*Reading text*
*** Begin section ***

In coronary artery disease, however, (and by implication in most other chronic inflammatory conditions), there is a local accumulation of oxidatively modified epitopes (OSE’s).
OSEs are signs of tissue damage, and are inter alia markers of excessively oxidized cell membranes. They occur in dead and dying cells, and in oxidized LDL cholesterol fractions and proteins. They look very like some of the epitopes (PAMPs) present on many pathogenic microorganisms, and they trigger a substantial, sterile immune (inflammatory) response (ie 37, 38).
OSEs are an important sub-class of the Danger- or Damage-Associated Molecular Patterns, aka DAMPs, described previously (39); and due to our appallingly unhealthy lifestyle, we are forming more OSEs and the wider categories of DAMPs and lifestyle-associated molecular patterns (LAMPs) in our bodies than ever before (39). This is one of the most important reasons why we are experiencing more chronic inflammation, and more chronic degenerative disease.
OSEs, DAMPs and LAMPs can all be cleared by the body, but if rates of formation exceed rates of clearance the pro-inflammatory epitopes accumulate. This creates progressively more tissue damage, mediated by the innate and the adaptive immune systems.
Extended activation of the adaptive immune system via OSE accumulation has now been linked to an increased risk of autoimmunity (40, 41 and especially 42). This link may conceivably extend to other LAMPs also (43, 44).
Proteins modified by lipid peroxidation products such as malondialdehyde (MDA) and 4-hydroxynonenal (HNE) appear to be lead OSEs in triggering autoimmunity (40). These particular OSEs are formed in the body after excessive cell death and excessive oxidative stress. They are undoubtedly increased by the modern diet, which has replaced many of the traditional antioxidant phytonutrients with empty and pro-inflammatory calories.
They are also formed after the ingestion of fish oils unprotected by their natural chaperones, the amphiphilic polyphenols (44).
Unfortunately, the unprotected group includes most commercial fish oil supplements (45); which, if taken long-term, have been shown to drive increased oxidative stress (46, 47), increased levels of MDA and HNE and therefore increased formation of OSEs (48-51). This helps to explain why commercial fish oils do not provide any health advantages (52), and appear to raise the risk of a number of pathologies including atrial fibrillation (53).

*** End section ***

*Aim of the exercise*
Pick up the passage on oxidized epitopes and chronic inflammation after its final sentence and carry it forward in the same style.

*Data for review*
*** Begin section ***

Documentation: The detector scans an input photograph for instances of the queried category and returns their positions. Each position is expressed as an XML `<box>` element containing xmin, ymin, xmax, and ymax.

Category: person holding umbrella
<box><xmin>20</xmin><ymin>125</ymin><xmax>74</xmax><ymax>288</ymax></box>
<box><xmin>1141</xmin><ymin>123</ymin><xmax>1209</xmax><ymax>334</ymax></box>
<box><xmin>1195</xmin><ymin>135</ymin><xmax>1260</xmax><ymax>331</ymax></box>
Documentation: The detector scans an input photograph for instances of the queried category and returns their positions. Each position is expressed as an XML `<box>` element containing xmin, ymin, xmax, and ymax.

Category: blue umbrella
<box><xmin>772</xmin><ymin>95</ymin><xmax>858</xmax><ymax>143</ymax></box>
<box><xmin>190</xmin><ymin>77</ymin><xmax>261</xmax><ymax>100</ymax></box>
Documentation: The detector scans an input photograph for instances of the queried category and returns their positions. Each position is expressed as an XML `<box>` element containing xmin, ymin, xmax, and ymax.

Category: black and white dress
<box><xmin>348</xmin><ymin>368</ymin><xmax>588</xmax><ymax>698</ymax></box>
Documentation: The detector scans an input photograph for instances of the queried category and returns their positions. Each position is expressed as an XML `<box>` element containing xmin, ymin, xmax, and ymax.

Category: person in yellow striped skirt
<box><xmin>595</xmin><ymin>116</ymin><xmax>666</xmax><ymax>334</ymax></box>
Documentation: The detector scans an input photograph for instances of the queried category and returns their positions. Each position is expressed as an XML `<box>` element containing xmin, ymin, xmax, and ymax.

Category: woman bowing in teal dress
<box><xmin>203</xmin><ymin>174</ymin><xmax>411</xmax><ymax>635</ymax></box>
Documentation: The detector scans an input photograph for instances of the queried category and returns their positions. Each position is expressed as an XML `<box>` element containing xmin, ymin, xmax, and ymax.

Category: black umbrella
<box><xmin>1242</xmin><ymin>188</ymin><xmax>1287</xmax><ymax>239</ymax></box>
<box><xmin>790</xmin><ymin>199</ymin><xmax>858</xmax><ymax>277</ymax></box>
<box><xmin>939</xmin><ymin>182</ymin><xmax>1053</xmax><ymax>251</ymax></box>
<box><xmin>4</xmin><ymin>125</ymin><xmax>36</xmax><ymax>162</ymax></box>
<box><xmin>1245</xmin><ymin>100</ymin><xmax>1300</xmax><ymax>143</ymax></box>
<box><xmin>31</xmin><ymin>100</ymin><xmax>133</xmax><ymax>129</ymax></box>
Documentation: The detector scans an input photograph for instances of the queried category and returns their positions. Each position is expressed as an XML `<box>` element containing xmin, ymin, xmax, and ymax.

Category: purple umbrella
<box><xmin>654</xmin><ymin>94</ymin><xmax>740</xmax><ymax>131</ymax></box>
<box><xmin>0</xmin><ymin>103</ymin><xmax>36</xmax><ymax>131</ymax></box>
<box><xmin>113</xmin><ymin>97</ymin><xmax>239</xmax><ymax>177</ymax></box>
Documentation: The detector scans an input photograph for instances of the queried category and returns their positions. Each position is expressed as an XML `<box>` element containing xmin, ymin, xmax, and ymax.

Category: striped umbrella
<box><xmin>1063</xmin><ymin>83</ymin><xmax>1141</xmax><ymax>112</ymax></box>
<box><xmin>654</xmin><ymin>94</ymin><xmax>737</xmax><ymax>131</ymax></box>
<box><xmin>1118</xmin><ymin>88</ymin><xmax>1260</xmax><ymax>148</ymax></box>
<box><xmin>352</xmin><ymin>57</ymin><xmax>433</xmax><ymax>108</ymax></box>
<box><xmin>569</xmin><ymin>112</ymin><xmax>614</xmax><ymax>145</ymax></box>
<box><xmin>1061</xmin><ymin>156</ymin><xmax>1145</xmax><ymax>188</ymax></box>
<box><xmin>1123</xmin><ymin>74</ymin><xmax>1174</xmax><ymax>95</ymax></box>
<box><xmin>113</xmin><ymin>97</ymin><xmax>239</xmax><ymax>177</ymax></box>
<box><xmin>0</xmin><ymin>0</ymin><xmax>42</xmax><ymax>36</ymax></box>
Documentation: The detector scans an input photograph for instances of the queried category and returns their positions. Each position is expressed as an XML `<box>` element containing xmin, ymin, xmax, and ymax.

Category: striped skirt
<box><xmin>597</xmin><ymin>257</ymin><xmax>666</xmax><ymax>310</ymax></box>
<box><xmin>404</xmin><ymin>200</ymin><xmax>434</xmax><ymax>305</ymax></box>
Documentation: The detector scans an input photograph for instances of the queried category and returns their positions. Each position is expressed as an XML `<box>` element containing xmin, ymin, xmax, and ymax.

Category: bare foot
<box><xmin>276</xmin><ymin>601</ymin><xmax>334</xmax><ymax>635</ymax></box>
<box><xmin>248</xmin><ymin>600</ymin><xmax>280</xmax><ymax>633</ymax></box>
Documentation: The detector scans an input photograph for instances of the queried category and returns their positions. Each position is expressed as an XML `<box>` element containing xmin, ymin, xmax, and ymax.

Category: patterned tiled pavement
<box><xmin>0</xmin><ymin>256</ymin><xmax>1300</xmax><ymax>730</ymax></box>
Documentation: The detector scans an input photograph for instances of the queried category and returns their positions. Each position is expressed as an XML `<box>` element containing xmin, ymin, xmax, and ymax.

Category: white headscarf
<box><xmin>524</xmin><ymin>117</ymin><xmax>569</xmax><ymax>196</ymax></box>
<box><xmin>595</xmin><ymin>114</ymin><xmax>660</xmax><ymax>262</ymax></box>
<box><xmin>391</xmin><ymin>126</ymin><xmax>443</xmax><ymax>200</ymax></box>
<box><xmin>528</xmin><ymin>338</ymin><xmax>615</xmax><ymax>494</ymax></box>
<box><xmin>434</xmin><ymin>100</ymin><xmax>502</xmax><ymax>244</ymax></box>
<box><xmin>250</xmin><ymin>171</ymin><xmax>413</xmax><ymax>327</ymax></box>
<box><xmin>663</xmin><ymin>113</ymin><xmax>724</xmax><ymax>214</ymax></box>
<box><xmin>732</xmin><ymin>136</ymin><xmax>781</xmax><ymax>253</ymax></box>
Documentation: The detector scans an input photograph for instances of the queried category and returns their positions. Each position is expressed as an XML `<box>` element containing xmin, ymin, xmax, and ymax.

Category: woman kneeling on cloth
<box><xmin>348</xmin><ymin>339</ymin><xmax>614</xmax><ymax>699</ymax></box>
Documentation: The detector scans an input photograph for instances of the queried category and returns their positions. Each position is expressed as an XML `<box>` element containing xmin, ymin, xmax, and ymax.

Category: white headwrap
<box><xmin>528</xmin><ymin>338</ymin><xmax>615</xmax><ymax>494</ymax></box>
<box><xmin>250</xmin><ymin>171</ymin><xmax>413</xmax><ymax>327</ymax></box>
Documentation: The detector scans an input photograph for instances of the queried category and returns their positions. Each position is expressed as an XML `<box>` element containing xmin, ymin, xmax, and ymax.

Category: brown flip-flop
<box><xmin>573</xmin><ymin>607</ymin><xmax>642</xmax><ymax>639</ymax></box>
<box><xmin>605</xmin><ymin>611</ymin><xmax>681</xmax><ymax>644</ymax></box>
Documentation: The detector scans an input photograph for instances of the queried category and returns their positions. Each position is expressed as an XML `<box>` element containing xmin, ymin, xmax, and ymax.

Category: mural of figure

*** End section ***

*Your response*
NB. Omega 3 HUFA’s consumed in fish, which is the way we always used to obtain them, are not linked to autoimmune problems – and do not appear to be arrhythmogenic (54). In oily fish the omega 3’s are co-ingested with algal-derived chaperone polyphenols (55), which prevent or at least minimize the formation of toxic lipid peroxidation products (55).
It now appears that the huge sales of poorly formulated fish oil may, via OSE production, have contributed to the pandemic of autoimmune disease. In my view it is time to have these ineffective and probably toxic products removed from the marketplace.
Vitamin D appears to be involved in helping to reduce risk (56), which could be interpreted as a call for spending a little more time in the sun.
There is one last missing link, namely our old friends (57). Immunologists know exactly what these are, but for non-specialists these are a large group of commensals, non-pathogenic micro-organisms that used to live in our immediate environment, were involved in ‘training’ our immune systems and have been substantially removed (58).
Some of these old friends have recently been shown to reduce the intensity and/or risk of autoimmune reactions in pre-clinical models (59, 60), and the case for restoring our companion microbes is becoming very persuasive (61, and see next week).
If we ban badly formulated fish oils and put prebiotic fibers, antioxidants, anti-inflammatory compounds and a few old friends back into our diet, I predict that autoimmune disease will again become, as it once was, uncommon.